> **Reading passage**:
>> start

Titan’s atmosphere is flush with nitrogen, just like Earth’s. But instead of oxygen, the second most abundant element in the moon’s atmosphere is methane. Ultraviolet light from the sun breaks down that methane and nitrogen, forming the goopy haze that surrounds the moon, Gao says. “That’s why it looks orange.” The evaporation of methane and ethane molecules near Titan’s surface generates powerful dust storms comparable to those on Earth and Mars.
The moon’s surface is dominated by hydrocarbons, highly combustible organic compounds, like methane and ethane. Just as we find all three phases of water on Earth—solid, liquid, and gas—you can find all three phases of methane on Titan.
Aside from Earth, it is the only known celestial body to have liquid on its surface. (Other worlds have subsurface oceans.) “It looks hauntingly familiar,” says Linda Spilker, PhD, a planetary scientist at NASA’s Jet Propulsion Laboratory. But unlike Earth’s rivers, lakes, and seas, Titan’s are filled with hydrocarbons. The amount of liquid hydrocarbons found in these lakes and streams is hundreds of times greater than all of Earth’s oil and natural gas reserves.
Instead of sandstone or granite, the bedrock on Titan, which forms jutting mountains and large mesas, is made from water ice. Titan is also home to a vast network of dune fields made mostly of water ice and dark, hydrocarbon grains which, NASA suggests, resemble coffee grounds. As if that weren’t enough, planetary scientists believe that a vast subsurface ocean rests beneath all of these features.
Scientists aren't sure conditions on Titan could support life, but the bizarre world remains a prime target for future exploration. In 2028, NASA plans to launch the Dragonfly mission, a rotorcraft that will hopscotch to different regions on Titan’s surface, collecting data so that we can better understand this mysterious moon.
2. Io
Io, the third-largest moon of Jupiter, is the most volcanically active body in the solar system. “The eruptions are so big that we can actually see them from telescopes based on Earth,” says Dan Spencer, formerly a PhD student at the University of Oxford. “If Io swapped places with our moon, you’d be able to see eruptions with the naked eye.” When astronomers recently mapped the violent world, they counted at least 250 active volcanoes on its surface. Some of these volcanoes spew jets of lava dozens of miles high.
So, why is the moon so volcanically active? We have gravity to thank. Io is smack-dab in the middle of a gravitational game of tug-of-war. Io’s the recipient of an intense pull from the strong gravitational field of Jupiter as well as the gravitational fields of the neighboring Ganymede and Europa. Io is also subjected to powerful tidal forces. Its surface bubbles and bulges, sometimes by as much as 330 feet, generating a tremendous amount of heat and friction within the moon.

>> end

> **Records supplied**:
>> start

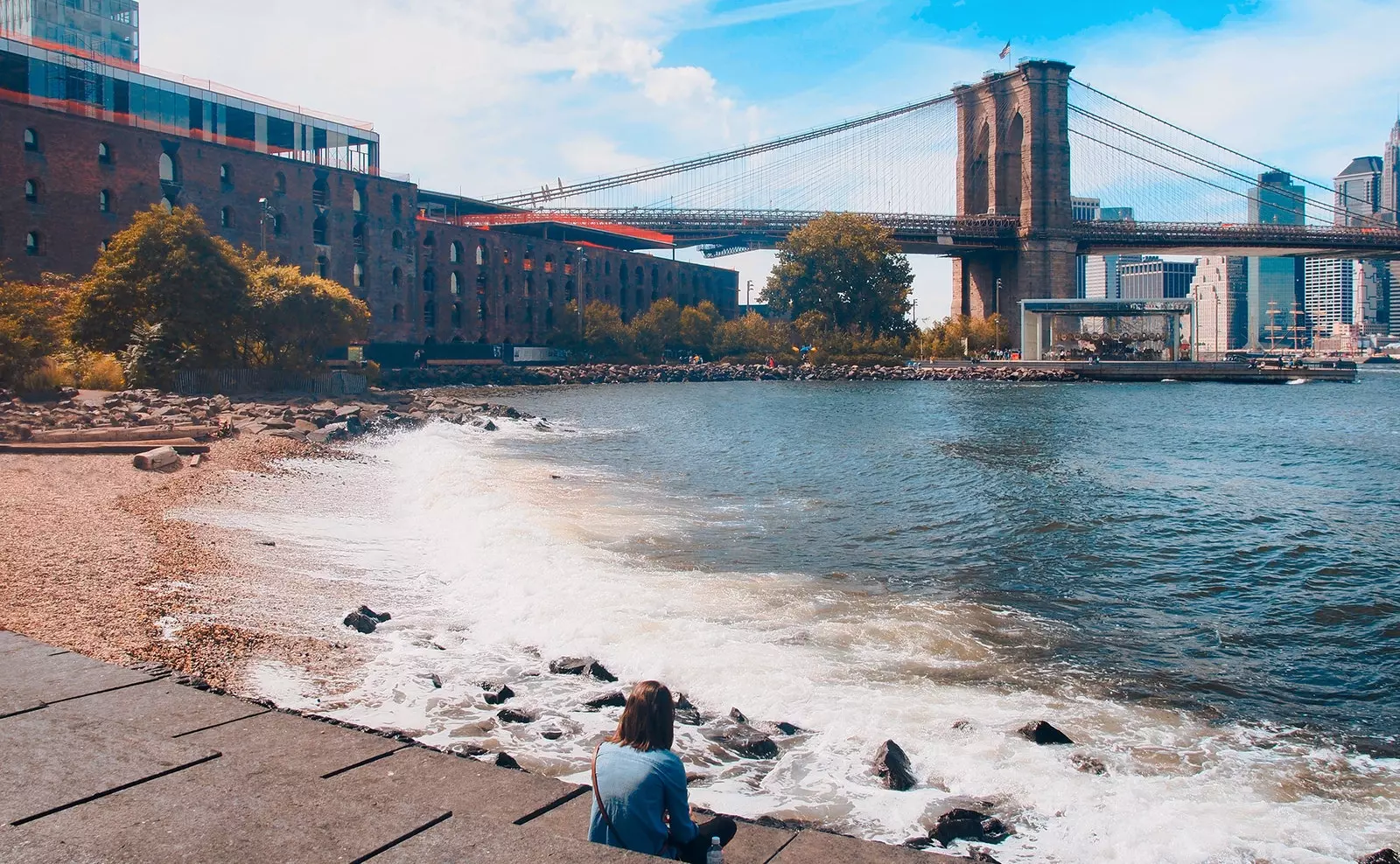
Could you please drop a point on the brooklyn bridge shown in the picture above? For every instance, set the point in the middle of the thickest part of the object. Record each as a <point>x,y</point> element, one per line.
<point>984,174</point>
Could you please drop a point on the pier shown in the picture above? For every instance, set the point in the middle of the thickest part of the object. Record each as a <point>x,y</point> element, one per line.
<point>109,763</point>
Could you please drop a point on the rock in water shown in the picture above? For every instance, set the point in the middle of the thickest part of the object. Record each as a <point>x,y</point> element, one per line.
<point>158,459</point>
<point>581,665</point>
<point>497,693</point>
<point>968,826</point>
<point>892,766</point>
<point>359,621</point>
<point>613,700</point>
<point>1043,733</point>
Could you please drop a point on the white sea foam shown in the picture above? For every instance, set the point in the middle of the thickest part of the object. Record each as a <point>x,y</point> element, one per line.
<point>494,567</point>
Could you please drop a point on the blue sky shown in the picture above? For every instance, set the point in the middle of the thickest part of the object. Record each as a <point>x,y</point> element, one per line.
<point>487,97</point>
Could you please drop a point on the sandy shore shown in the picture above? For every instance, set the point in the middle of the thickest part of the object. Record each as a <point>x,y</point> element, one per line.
<point>91,562</point>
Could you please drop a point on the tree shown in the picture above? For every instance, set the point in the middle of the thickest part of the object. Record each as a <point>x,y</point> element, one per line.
<point>657,329</point>
<point>847,268</point>
<point>604,331</point>
<point>697,326</point>
<point>32,326</point>
<point>165,268</point>
<point>294,319</point>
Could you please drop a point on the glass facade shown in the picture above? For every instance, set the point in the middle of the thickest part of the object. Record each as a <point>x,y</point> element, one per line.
<point>62,81</point>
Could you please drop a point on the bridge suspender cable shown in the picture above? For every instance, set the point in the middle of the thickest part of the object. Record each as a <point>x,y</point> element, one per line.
<point>718,158</point>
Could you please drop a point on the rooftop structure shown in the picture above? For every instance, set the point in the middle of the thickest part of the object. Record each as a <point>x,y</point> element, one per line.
<point>108,28</point>
<point>49,76</point>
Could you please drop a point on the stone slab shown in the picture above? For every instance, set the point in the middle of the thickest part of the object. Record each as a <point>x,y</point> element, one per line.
<point>462,786</point>
<point>52,679</point>
<point>163,707</point>
<point>819,847</point>
<point>464,840</point>
<point>55,761</point>
<point>217,812</point>
<point>290,742</point>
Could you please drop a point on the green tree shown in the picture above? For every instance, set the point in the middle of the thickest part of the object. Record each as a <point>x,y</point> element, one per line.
<point>847,268</point>
<point>604,331</point>
<point>32,326</point>
<point>294,319</point>
<point>657,329</point>
<point>165,268</point>
<point>697,326</point>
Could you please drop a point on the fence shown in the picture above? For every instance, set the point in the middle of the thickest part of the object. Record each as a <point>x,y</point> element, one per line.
<point>198,382</point>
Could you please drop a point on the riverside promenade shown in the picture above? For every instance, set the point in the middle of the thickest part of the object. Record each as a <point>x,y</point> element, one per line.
<point>104,763</point>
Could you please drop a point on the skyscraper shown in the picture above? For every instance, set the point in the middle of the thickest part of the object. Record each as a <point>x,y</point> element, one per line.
<point>1274,284</point>
<point>1220,292</point>
<point>1358,192</point>
<point>109,28</point>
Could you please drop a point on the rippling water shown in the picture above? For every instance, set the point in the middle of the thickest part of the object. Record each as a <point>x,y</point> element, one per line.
<point>1196,582</point>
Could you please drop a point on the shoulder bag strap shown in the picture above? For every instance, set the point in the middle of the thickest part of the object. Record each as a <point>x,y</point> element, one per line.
<point>598,798</point>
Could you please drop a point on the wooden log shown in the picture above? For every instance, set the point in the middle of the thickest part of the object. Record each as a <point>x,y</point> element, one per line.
<point>158,459</point>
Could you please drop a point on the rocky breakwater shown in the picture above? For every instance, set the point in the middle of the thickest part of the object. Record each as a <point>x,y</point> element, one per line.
<point>136,415</point>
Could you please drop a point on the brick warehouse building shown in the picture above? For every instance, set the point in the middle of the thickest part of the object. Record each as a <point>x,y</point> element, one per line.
<point>88,142</point>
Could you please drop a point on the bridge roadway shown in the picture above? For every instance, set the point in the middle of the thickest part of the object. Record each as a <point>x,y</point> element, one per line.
<point>116,765</point>
<point>730,231</point>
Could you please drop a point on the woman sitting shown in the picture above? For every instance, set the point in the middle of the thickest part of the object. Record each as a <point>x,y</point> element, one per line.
<point>640,798</point>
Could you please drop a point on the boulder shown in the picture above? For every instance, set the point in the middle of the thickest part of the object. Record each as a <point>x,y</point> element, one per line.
<point>361,623</point>
<point>160,459</point>
<point>612,700</point>
<point>1043,733</point>
<point>968,826</point>
<point>892,768</point>
<point>744,740</point>
<point>581,665</point>
<point>510,714</point>
<point>497,693</point>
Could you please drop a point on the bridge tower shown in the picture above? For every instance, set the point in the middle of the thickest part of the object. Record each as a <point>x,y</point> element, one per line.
<point>1014,160</point>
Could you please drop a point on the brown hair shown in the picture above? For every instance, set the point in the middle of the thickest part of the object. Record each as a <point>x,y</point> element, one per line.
<point>648,721</point>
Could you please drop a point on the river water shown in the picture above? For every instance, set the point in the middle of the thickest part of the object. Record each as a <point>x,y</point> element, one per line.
<point>1196,582</point>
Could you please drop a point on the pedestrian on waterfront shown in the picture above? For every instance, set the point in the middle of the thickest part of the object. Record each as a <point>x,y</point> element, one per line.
<point>640,798</point>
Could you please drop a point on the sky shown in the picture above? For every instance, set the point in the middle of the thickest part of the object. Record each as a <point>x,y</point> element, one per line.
<point>487,97</point>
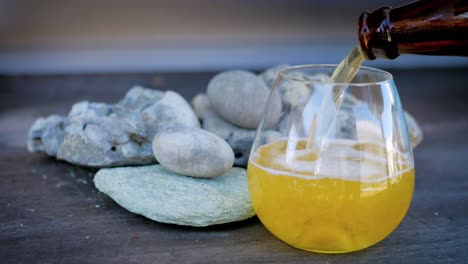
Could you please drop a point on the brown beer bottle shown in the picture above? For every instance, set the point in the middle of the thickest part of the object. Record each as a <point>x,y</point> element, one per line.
<point>432,27</point>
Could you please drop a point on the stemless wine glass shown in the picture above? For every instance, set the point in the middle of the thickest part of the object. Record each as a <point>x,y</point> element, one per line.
<point>334,173</point>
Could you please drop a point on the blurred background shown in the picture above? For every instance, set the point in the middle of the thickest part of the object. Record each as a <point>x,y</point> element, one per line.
<point>117,36</point>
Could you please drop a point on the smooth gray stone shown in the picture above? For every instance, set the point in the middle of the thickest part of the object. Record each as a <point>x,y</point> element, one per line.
<point>192,152</point>
<point>201,105</point>
<point>240,139</point>
<point>240,97</point>
<point>46,134</point>
<point>166,197</point>
<point>103,135</point>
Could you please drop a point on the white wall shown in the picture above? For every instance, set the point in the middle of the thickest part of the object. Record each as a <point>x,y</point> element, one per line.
<point>53,36</point>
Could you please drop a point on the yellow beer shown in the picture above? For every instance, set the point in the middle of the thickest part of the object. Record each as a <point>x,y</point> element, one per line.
<point>350,196</point>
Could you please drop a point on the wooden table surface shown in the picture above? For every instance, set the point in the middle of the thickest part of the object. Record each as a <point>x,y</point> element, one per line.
<point>50,211</point>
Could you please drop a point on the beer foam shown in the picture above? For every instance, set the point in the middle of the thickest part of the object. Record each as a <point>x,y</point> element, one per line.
<point>339,159</point>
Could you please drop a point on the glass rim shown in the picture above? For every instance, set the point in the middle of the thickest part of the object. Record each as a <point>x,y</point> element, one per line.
<point>284,74</point>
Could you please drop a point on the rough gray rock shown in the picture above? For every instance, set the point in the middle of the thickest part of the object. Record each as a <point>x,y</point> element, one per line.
<point>103,135</point>
<point>240,97</point>
<point>46,134</point>
<point>201,105</point>
<point>192,152</point>
<point>166,197</point>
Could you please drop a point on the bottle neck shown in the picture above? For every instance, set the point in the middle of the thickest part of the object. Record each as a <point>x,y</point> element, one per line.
<point>434,27</point>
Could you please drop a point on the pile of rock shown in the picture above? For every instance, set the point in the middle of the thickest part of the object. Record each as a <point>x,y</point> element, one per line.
<point>195,183</point>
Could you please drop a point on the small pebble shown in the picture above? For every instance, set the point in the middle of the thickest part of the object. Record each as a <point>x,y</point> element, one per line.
<point>192,152</point>
<point>201,105</point>
<point>240,97</point>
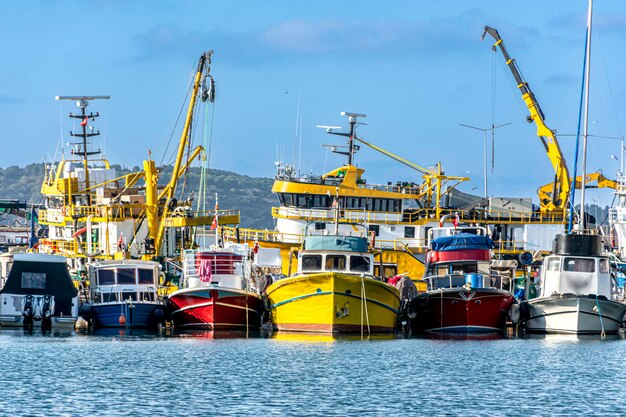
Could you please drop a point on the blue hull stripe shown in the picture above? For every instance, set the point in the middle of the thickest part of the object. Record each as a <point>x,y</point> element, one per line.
<point>300,297</point>
<point>109,315</point>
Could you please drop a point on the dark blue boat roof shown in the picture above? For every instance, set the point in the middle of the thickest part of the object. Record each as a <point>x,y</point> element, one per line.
<point>336,243</point>
<point>461,241</point>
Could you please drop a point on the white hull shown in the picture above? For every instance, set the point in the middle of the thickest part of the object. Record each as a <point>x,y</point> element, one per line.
<point>574,315</point>
<point>67,322</point>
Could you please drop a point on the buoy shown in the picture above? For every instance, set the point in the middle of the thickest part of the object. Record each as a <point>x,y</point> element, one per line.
<point>81,324</point>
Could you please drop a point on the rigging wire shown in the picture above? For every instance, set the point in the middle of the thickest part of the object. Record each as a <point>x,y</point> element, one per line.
<point>608,81</point>
<point>493,108</point>
<point>180,112</point>
<point>580,116</point>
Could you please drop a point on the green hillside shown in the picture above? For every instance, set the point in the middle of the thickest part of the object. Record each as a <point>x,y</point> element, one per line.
<point>251,195</point>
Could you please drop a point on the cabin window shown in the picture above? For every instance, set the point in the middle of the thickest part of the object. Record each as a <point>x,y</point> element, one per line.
<point>604,266</point>
<point>312,262</point>
<point>126,276</point>
<point>146,296</point>
<point>579,265</point>
<point>34,280</point>
<point>106,277</point>
<point>335,263</point>
<point>129,296</point>
<point>146,276</point>
<point>359,264</point>
<point>554,264</point>
<point>320,201</point>
<point>288,199</point>
<point>388,270</point>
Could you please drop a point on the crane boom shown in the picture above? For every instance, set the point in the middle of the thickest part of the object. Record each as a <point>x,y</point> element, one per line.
<point>556,199</point>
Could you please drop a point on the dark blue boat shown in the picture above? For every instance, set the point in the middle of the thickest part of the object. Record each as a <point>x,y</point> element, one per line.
<point>124,294</point>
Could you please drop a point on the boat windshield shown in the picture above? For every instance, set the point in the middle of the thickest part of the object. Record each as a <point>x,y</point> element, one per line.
<point>106,277</point>
<point>335,262</point>
<point>311,262</point>
<point>579,265</point>
<point>34,280</point>
<point>359,264</point>
<point>126,275</point>
<point>146,276</point>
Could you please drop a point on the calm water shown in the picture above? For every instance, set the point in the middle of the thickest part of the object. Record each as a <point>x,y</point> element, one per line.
<point>74,374</point>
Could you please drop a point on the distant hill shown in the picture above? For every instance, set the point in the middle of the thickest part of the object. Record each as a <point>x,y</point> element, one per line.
<point>252,196</point>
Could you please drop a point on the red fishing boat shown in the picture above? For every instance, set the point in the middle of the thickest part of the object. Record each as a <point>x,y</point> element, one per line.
<point>217,291</point>
<point>463,294</point>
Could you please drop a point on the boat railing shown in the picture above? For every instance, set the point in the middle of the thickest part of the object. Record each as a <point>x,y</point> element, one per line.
<point>473,280</point>
<point>417,216</point>
<point>71,248</point>
<point>119,212</point>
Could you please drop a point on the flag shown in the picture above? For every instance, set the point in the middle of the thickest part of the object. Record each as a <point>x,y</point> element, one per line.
<point>215,221</point>
<point>455,221</point>
<point>205,270</point>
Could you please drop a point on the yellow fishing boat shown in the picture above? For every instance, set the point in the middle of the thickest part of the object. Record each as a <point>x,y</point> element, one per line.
<point>334,291</point>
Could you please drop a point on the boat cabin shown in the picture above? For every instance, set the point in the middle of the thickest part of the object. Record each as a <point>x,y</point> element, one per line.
<point>580,275</point>
<point>460,259</point>
<point>222,267</point>
<point>348,254</point>
<point>115,281</point>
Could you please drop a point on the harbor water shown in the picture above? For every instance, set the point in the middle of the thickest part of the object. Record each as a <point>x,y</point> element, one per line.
<point>197,375</point>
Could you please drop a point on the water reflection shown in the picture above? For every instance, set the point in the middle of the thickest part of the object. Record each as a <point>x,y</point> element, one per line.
<point>327,338</point>
<point>461,336</point>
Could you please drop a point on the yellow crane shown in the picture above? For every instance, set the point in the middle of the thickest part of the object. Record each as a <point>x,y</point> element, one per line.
<point>553,198</point>
<point>158,217</point>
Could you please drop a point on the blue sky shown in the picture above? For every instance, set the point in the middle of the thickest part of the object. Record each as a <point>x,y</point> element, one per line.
<point>417,69</point>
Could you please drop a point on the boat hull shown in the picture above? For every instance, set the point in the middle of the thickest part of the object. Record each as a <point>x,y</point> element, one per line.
<point>461,310</point>
<point>333,303</point>
<point>215,308</point>
<point>571,314</point>
<point>136,315</point>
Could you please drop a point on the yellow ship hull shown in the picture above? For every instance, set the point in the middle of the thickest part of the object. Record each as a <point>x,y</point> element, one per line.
<point>333,303</point>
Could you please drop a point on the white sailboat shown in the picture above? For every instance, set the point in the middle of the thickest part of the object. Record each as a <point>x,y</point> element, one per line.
<point>577,295</point>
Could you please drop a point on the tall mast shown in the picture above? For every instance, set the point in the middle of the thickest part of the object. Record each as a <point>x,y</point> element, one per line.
<point>351,135</point>
<point>82,102</point>
<point>586,115</point>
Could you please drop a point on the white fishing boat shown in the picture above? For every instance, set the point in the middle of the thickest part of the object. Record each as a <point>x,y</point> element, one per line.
<point>576,294</point>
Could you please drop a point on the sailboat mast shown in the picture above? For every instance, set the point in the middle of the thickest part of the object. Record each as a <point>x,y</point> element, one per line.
<point>586,116</point>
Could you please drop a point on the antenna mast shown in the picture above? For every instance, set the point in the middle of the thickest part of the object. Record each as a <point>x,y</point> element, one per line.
<point>82,102</point>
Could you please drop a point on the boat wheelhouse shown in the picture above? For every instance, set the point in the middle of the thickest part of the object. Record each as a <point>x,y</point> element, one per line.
<point>220,290</point>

>> end

> **Directives**:
A. Summarize the passage about Titan and Io in two sentences.
B. List every person the passage about Titan and Io quotes, with any description the passage gives of each.

> **Solved tasks**:
A. Titan has a nitrogen and methane atmosphere wrapped in orange haze, lakes and streams of liquid hydrocarbons on its surface, bedrock and dunes of water ice, and probably a subsurface ocean, and NASA plans to launch the Dragonfly mission there in 2028. Io, the third-largest moon of Jupiter, is the most volcanically active body in the solar system because the gravitational pull of Jupiter, Ganymede, and Europa, along with powerful tidal forces, makes its surface bulge and produces tremendous heat and friction.

B.
- Gao (no further description is given)
- Linda Spilker, PhD, a planetary scientist at NASA's Jet Propulsion Laboratory
- Dan Spencer, formerly a PhD student at the University of Oxford